_The task:_
Convert the lines below into a numbered list, leaving out any blank lines.

(Entries from a pointing dataset)
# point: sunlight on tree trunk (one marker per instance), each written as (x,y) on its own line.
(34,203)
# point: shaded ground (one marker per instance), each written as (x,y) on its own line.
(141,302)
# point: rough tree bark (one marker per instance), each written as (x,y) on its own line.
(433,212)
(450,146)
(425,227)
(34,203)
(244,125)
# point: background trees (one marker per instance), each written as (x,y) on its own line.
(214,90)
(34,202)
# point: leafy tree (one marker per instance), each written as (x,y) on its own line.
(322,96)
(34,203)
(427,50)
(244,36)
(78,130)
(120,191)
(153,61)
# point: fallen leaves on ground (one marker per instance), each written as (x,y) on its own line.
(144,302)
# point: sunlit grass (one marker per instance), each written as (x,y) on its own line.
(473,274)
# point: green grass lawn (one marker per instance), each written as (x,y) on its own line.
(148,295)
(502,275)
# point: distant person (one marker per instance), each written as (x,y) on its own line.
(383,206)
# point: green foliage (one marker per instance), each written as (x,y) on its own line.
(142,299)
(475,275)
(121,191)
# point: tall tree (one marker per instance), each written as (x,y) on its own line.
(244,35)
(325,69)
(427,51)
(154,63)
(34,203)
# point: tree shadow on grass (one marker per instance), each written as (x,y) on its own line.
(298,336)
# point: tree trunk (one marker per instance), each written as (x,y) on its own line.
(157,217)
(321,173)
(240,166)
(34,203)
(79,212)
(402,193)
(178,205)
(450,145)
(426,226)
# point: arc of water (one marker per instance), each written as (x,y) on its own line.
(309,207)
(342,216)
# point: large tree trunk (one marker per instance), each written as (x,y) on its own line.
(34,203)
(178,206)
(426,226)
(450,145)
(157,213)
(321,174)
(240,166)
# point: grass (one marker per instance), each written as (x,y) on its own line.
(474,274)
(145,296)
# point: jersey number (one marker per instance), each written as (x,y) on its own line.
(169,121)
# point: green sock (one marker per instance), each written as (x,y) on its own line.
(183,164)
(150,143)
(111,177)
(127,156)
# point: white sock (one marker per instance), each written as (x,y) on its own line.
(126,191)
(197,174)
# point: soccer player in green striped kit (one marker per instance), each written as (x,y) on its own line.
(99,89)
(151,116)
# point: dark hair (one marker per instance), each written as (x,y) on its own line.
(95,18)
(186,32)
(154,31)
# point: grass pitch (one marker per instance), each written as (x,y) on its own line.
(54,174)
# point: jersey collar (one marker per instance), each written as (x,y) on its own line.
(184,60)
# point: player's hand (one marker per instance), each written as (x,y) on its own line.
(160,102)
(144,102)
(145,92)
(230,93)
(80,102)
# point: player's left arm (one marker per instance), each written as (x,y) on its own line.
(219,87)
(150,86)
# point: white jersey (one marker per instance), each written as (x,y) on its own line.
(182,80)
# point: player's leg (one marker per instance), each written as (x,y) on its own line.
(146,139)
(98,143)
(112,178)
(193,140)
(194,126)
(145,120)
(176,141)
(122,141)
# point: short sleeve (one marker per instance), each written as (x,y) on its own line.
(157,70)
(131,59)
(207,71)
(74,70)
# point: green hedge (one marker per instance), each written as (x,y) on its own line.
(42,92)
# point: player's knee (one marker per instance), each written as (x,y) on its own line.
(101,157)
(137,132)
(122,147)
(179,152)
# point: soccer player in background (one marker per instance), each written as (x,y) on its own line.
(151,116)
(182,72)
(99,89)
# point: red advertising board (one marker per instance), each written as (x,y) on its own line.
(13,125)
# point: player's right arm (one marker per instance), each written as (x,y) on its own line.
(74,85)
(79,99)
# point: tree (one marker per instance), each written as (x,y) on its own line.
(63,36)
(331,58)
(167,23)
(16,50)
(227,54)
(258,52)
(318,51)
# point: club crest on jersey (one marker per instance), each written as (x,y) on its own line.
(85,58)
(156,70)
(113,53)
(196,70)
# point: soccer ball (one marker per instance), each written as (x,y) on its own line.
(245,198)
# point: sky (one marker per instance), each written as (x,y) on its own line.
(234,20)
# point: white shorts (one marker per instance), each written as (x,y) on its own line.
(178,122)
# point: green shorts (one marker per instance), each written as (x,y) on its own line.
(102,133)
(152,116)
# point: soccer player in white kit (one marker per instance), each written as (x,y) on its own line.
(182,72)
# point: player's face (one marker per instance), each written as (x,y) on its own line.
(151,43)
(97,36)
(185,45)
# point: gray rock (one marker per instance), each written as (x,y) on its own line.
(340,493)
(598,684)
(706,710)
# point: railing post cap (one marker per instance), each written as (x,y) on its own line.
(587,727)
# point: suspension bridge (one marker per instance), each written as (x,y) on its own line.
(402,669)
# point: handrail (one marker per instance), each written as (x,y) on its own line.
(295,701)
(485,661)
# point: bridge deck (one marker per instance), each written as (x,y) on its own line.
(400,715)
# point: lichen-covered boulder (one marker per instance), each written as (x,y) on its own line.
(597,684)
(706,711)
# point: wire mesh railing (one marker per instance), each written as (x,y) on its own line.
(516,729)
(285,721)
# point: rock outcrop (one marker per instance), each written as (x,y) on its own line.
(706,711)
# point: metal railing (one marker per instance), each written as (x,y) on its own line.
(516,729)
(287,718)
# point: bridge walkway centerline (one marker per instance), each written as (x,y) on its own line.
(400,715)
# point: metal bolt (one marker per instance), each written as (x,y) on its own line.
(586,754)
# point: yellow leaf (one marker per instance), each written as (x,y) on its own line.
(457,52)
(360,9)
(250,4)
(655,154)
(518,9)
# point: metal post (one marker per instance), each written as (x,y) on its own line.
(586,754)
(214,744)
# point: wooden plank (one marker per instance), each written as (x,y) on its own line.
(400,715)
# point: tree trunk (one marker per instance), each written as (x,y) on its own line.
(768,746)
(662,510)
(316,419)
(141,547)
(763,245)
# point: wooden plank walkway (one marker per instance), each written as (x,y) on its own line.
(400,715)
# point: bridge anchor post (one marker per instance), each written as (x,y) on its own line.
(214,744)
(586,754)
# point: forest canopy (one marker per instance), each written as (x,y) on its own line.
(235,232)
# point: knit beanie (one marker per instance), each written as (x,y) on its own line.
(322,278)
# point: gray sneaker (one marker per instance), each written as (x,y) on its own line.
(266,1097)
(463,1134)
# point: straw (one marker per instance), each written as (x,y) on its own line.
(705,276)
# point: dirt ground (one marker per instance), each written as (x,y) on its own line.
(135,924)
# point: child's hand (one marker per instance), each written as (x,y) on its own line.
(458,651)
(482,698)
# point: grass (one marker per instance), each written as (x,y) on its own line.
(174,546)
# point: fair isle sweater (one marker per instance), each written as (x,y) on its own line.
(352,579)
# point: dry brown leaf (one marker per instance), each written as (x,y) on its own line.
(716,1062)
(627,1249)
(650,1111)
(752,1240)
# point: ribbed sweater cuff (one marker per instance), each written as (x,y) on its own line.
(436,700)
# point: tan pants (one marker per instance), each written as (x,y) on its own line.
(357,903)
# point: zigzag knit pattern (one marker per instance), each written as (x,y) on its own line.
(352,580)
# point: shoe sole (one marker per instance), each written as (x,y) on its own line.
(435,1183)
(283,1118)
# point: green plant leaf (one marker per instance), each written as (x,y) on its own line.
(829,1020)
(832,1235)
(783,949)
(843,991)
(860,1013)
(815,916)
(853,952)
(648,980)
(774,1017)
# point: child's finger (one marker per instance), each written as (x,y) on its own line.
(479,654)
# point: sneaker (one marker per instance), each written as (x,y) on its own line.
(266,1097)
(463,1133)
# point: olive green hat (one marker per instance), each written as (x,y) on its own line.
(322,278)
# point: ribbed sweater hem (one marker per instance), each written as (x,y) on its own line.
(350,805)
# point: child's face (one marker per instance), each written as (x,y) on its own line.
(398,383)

_Result for this exercise:_
1. # point: sunlight on tree trunk (one marker per instance), each written as (x,y) on its own line.
2. (34,203)
3. # point: shaded ground (one marker per instance), each written as (x,y) on its own line.
4. (141,302)
5. # point: rough tree bark (one marker per instance), each written as (x,y) on its own line.
6. (433,212)
7. (450,146)
8. (425,227)
9. (34,203)
10. (244,125)
11. # point: background trees (one marker per instance), each written as (x,y) on its own line.
12. (214,90)
13. (34,202)
14. # point: leafy tree (one marker per instance), each written as (x,y) on its own line.
15. (322,96)
16. (34,203)
17. (427,50)
18. (244,36)
19. (78,130)
20. (120,191)
21. (153,61)
22. # point: fallen leaves on ground (one marker per instance), each written as (x,y) on its own line.
23. (144,302)
24. # point: sunlit grass (one marker per instance), each written as (x,y) on its own line.
25. (473,274)
26. # point: green grass lawn (one marker per instance), each written as (x,y) on its own line.
27. (148,295)
28. (502,275)
29. # point: distant person (one marker per instance), each written as (x,y) on its own line.
30. (383,206)
31. # point: green foliage (one marker per instance), each written as (x,y) on its own line.
32. (142,299)
33. (475,275)
34. (121,191)
35. # point: tall tree (one marker per instance), each written as (x,y) on its own line.
36. (244,35)
37. (325,69)
38. (427,51)
39. (154,63)
40. (34,203)
41. # point: tree shadow on grass (one marker per instance), each written as (x,y) on its own line.
42. (298,336)
43. # point: tree trunk (one marker per instance), each written as (x,y) on its own line.
44. (157,217)
45. (321,173)
46. (240,166)
47. (34,203)
48. (79,212)
49. (402,193)
50. (178,205)
51. (450,145)
52. (426,226)
53. # point: arc of water (one marker per instance), each written as (x,y) on its own line.
54. (309,207)
55. (342,216)
56. # point: large tree trunk (one marker per instance), each written as (x,y) on its own line.
57. (34,203)
58. (178,206)
59. (426,226)
60. (450,145)
61. (157,213)
62. (321,174)
63. (240,166)
64. # point: grass (one marker per instance), each written as (x,y) on its own line.
65. (474,274)
66. (145,296)
67. # point: jersey number (one marker per instance), each written as (x,y) on its own line.
68. (169,121)
69. # point: green sock (one marker per instance), each written as (x,y) on its own line.
70. (183,164)
71. (150,143)
72. (111,177)
73. (127,156)
74. # point: white sock (one marker per instance), each written as (x,y) on its own line.
75. (126,191)
76. (197,174)
77. # point: soccer player in green striped kit (one marker per instance), each written as (x,y) on its own line.
78. (99,89)
79. (151,116)
80. # point: dark hair (one marker per instance), each written as (x,y) on its own line.
81. (95,18)
82. (186,32)
83. (154,31)
84. # point: grass pitch (one marker per instance), each written as (x,y) on its own line.
85. (54,174)
86. # point: jersey collar (one marker per instance), each written as (x,y) on its own line.
87. (184,60)
88. # point: player's hand (one marker per instance), each written as (x,y) on its own line.
89. (160,102)
90. (144,102)
91. (145,92)
92. (230,93)
93. (80,102)
94. # point: player's left arm (one marker per instance), each written as (x,y) on its own line.
95. (219,87)
96. (150,86)
97. # point: white jersey (one marker per instance), each written as (x,y) on its own line.
98. (182,80)
99. # point: player's leg (one marker per instance), each written as (x,y) on its own line.
100. (146,139)
101. (98,143)
102. (112,178)
103. (193,140)
104. (194,126)
105. (145,120)
106. (176,141)
107. (122,141)
108. # point: short sleeve (one marker per instance), each written as (x,y) on its own line.
109. (157,70)
110. (131,59)
111. (207,71)
112. (74,70)
113. # point: green hedge (one marker per instance), each written as (x,y) on its own line.
114. (42,92)
115. # point: player's knee (one marker per instance), each written as (x,y) on its own line.
116. (101,157)
117. (137,132)
118. (122,147)
119. (179,152)
120. # point: soccer player in background (one marker per instance), each written as (x,y) on its own line.
121. (151,116)
122. (182,72)
123. (99,89)
124. # point: red advertising board (one marker per instance), each written as (x,y) on its own line.
125. (13,125)
126. # point: player's right arm (one marker per instance), each written as (x,y) on its own line.
127. (74,85)
128. (79,99)
129. # point: tree (one marker per instance), each written as (x,y) on its own line.
130. (63,36)
131. (331,58)
132. (167,23)
133. (16,50)
134. (227,54)
135. (258,52)
136. (318,51)
137. # point: club crest on jersey (one marker per instance), each written as (x,y) on its own line.
138. (85,58)
139. (156,70)
140. (113,53)
141. (196,70)
142. # point: soccer ball (one marker per instance), each written as (x,y) on its own line.
143. (245,198)
144. # point: sky (one marker per instance), each written as (x,y) on its own line.
145. (234,20)
146. # point: white shorts (one marker per instance), each written as (x,y) on its own line.
147. (178,122)
148. # point: green shorts (one marker per instance), each written as (x,y) on its own line.
149. (102,133)
150. (152,116)
151. # point: soccer player in white kit (one marker per instance), each written as (x,y) on its own line.
152. (182,72)
153. # point: player's face (one marker per instance), each written as (x,y) on its own line.
154. (151,43)
155. (97,36)
156. (185,45)
157. # point: gray rock (one marker per instance), each written as (x,y) on its own line.
158. (340,493)
159. (598,684)
160. (706,710)
161. # point: railing post cap (one marker per instance), each written as (x,y) on its own line.
162. (587,727)
163. # point: suspension bridge (one marker per instance), each written as (x,y) on its own line.
164. (402,669)
165. # point: handrail (one marker per instance), each written as (x,y) on its own line.
166. (295,701)
167. (485,661)
168. # point: bridge deck (one marker per instance), each written as (x,y) on its own line.
169. (400,715)
170. # point: lichen-covered boulder (one marker per instance), each written as (x,y) on its own line.
171. (597,684)
172. (706,711)
173. # point: wire mesh railing (one marker per instance), each written as (x,y) on its own line.
174. (516,729)
175. (285,721)
176. # point: rock outcrop (one marker per instance), each written as (x,y) on its own line.
177. (706,711)
178. # point: metal railing (one marker per instance), each written as (x,y) on its own line.
179. (516,729)
180. (287,718)
181. # point: bridge walkway centerline (one marker per instance), each written as (x,y) on its own line.
182. (400,715)
183. # point: metal bolt (one marker per instance), each written as (x,y) on its own line.
184. (586,754)
185. # point: yellow leaf (one marker per instance), each written as (x,y) on its own line.
186. (457,52)
187. (360,9)
188. (250,4)
189. (655,154)
190. (518,9)
191. # point: metal post (one marker per instance), each written as (x,y) on its own line.
192. (586,754)
193. (214,744)
194. # point: wooden plank (one marker per instance), each written as (x,y) on its own line.
195. (400,715)
196. # point: tree trunk (one marker per instance), each written as (x,y) on its own line.
197. (768,746)
198. (662,510)
199. (316,419)
200. (141,547)
201. (763,245)
202. # point: wooden plank walkway (one marker per instance), each written as (x,y) on its own line.
203. (400,715)
204. # point: bridge anchor post (one marker per instance), each written as (x,y) on its own line.
205. (214,744)
206. (586,754)
207. # point: forest canopy (one marker per instance), each written as (x,y) on its own line.
208. (235,232)
209. # point: knit beanie (one marker per instance), each written as (x,y) on its own line.
210. (322,278)
211. # point: gray sneaker (one marker per instance), each written as (x,y) on its own line.
212. (266,1097)
213. (463,1134)
214. # point: straw (one marker per instance), each written as (x,y) on its own line.
215. (705,276)
216. # point: dirt ground (one marker per instance), each written as (x,y) on its own line.
217. (135,924)
218. # point: child's hand (one marker per instance), each written as (x,y) on its own line.
219. (458,651)
220. (482,698)
221. # point: grass (one marker per instance), each written as (x,y) on its own line.
222. (174,546)
223. # point: fair isle sweater (one marker per instance), each written as (x,y) on its own line.
224. (352,579)
225. # point: dry brown leaf (one marker per instance), each written as (x,y) on its own line.
226. (716,1062)
227. (627,1249)
228. (650,1111)
229. (752,1240)
230. # point: ribbed sweater cuff (one marker per instance), each written as (x,y) on its own line.
231. (436,700)
232. # point: tan pants (one marker per instance), each written as (x,y) on its own line.
233. (357,903)
234. # point: zigzag knit pattern (one marker per instance), each written as (x,y) on its own line.
235. (352,580)
236. # point: shoe sole (one marker per instance), each written as (x,y) on its own line.
237. (435,1183)
238. (283,1118)
239. # point: green plant leaf (one marker per instance), each written as (x,y) on its own line.
240. (829,1020)
241. (832,1235)
242. (783,949)
243. (843,991)
244. (860,1013)
245. (815,916)
246. (853,952)
247. (648,980)
248. (774,1017)
249. # point: child's finger (one marker per instance), each written as (x,y) on its own line.
250. (479,654)
251. # point: sneaker (one marker per instance), each written as (x,y) on its own line.
252. (266,1097)
253. (463,1133)
254. # point: olive green hat (one marker per instance), each written as (x,y) on its own line.
255. (322,278)
256. # point: ribbed sweater hem (one marker per instance), each written as (x,y) on its own line.
257. (350,805)
258. # point: child's face (one marker per instance), each written as (x,y) on its own line.
259. (398,383)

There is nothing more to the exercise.